> Source material

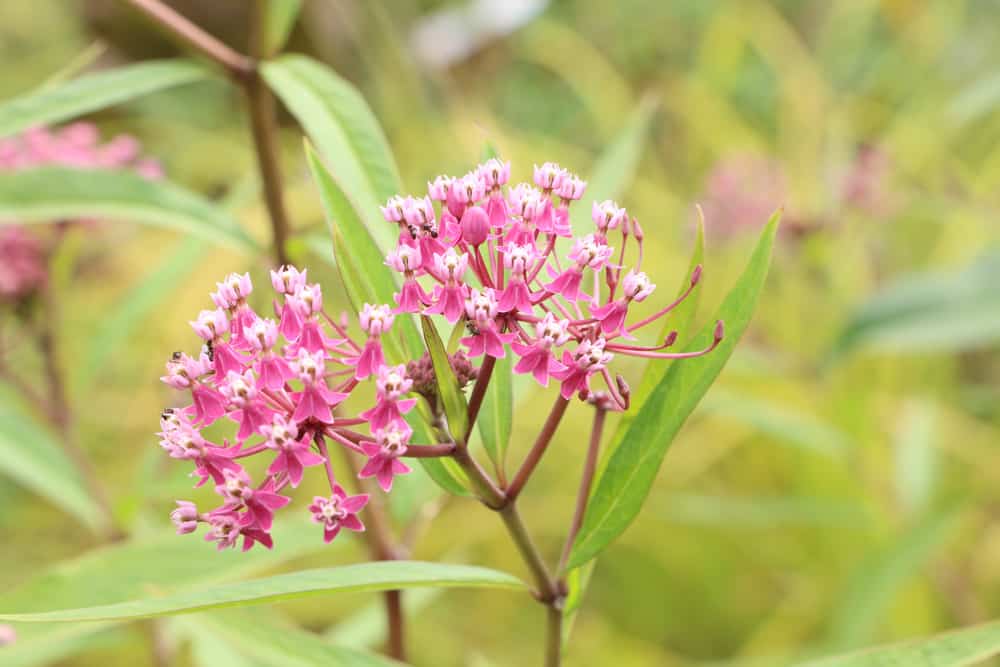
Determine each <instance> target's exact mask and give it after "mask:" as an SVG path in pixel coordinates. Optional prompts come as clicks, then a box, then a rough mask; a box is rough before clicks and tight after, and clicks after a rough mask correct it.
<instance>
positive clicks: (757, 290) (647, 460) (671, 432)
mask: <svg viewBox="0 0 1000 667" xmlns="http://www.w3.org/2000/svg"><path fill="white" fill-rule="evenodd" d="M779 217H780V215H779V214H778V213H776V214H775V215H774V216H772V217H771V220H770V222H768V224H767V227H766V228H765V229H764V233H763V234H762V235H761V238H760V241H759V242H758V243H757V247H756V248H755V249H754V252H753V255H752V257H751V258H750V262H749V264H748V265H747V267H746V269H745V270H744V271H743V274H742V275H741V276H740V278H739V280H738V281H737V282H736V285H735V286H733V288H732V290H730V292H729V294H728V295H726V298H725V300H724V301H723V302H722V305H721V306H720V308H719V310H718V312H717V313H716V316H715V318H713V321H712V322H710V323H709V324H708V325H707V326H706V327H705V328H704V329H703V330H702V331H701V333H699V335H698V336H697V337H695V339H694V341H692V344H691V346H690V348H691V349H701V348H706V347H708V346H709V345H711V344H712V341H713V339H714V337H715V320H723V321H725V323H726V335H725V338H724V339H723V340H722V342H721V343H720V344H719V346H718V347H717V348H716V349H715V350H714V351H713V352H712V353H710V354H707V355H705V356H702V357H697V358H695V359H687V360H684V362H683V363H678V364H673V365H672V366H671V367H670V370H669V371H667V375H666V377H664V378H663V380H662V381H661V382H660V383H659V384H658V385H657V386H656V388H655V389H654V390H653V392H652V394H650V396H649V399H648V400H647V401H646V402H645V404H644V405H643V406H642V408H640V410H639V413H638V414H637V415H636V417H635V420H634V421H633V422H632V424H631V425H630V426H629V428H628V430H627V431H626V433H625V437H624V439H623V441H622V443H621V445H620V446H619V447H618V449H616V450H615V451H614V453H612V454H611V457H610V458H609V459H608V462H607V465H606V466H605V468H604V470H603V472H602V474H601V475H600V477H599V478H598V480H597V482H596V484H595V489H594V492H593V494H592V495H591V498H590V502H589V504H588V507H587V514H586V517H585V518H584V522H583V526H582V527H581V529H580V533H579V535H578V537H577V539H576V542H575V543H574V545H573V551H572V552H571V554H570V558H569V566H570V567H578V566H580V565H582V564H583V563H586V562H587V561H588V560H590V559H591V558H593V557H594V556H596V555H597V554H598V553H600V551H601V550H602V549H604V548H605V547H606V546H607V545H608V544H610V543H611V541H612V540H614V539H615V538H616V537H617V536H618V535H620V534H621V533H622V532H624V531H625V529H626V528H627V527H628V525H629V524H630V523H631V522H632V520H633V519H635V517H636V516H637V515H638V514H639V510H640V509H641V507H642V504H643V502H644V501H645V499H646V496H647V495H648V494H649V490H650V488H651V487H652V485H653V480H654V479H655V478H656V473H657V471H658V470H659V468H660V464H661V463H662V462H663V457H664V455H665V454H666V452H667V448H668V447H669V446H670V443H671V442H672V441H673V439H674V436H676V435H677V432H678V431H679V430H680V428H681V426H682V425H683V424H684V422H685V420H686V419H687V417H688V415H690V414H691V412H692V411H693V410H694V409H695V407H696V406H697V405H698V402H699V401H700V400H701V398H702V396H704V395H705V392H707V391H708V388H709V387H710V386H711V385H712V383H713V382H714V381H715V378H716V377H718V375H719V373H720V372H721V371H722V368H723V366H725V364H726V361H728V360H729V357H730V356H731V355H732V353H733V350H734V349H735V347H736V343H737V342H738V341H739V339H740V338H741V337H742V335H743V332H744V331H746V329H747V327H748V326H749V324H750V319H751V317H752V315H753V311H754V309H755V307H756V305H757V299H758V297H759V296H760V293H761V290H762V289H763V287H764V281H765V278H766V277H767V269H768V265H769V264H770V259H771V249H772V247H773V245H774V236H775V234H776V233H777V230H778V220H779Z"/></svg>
--
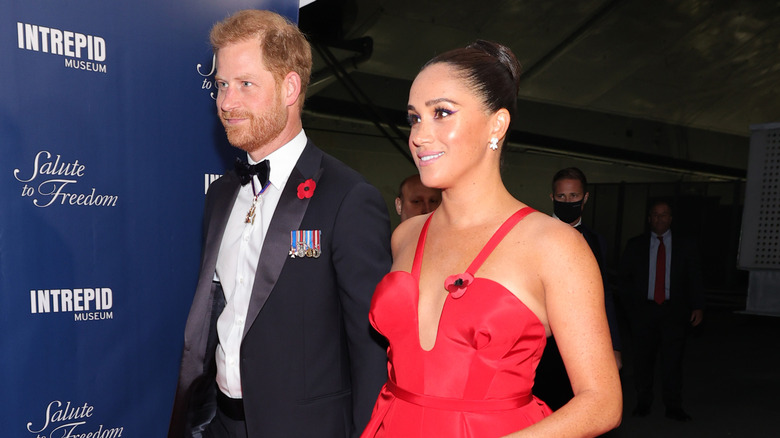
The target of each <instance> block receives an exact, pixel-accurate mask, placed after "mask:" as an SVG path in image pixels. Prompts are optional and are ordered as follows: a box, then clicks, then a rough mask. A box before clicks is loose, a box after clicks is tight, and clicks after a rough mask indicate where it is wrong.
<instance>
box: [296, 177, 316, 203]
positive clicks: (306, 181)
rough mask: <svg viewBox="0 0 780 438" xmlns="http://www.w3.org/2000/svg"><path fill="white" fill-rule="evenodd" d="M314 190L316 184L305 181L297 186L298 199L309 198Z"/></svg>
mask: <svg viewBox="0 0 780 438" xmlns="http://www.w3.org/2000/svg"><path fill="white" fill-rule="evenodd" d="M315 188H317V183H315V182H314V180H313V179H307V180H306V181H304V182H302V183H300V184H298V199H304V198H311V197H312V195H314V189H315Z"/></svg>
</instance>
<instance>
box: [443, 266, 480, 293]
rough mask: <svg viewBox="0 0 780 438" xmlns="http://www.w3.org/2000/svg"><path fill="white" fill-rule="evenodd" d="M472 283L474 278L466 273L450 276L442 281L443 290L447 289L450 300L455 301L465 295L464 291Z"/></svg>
...
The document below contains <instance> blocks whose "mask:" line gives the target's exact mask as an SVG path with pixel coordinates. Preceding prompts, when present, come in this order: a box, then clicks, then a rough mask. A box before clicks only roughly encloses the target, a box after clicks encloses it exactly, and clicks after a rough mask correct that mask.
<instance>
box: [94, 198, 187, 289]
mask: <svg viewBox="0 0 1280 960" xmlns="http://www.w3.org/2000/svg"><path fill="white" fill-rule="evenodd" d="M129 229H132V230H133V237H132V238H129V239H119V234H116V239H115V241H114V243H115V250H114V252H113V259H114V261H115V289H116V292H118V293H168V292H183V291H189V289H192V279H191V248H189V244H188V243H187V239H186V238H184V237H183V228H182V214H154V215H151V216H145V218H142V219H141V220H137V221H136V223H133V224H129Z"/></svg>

> Problem requirements
Using the records above, write out exactly the lines between the one holding "</instance>" and the one holding "283L474 278L466 273L450", inclusive; leave everything else out.

> Solution
</instance>
<instance>
box: [443, 266, 480, 293]
rough mask: <svg viewBox="0 0 780 438" xmlns="http://www.w3.org/2000/svg"><path fill="white" fill-rule="evenodd" d="M472 283L474 278L466 273L450 276L442 281L443 290L447 289L450 300L455 301L465 295L464 291Z"/></svg>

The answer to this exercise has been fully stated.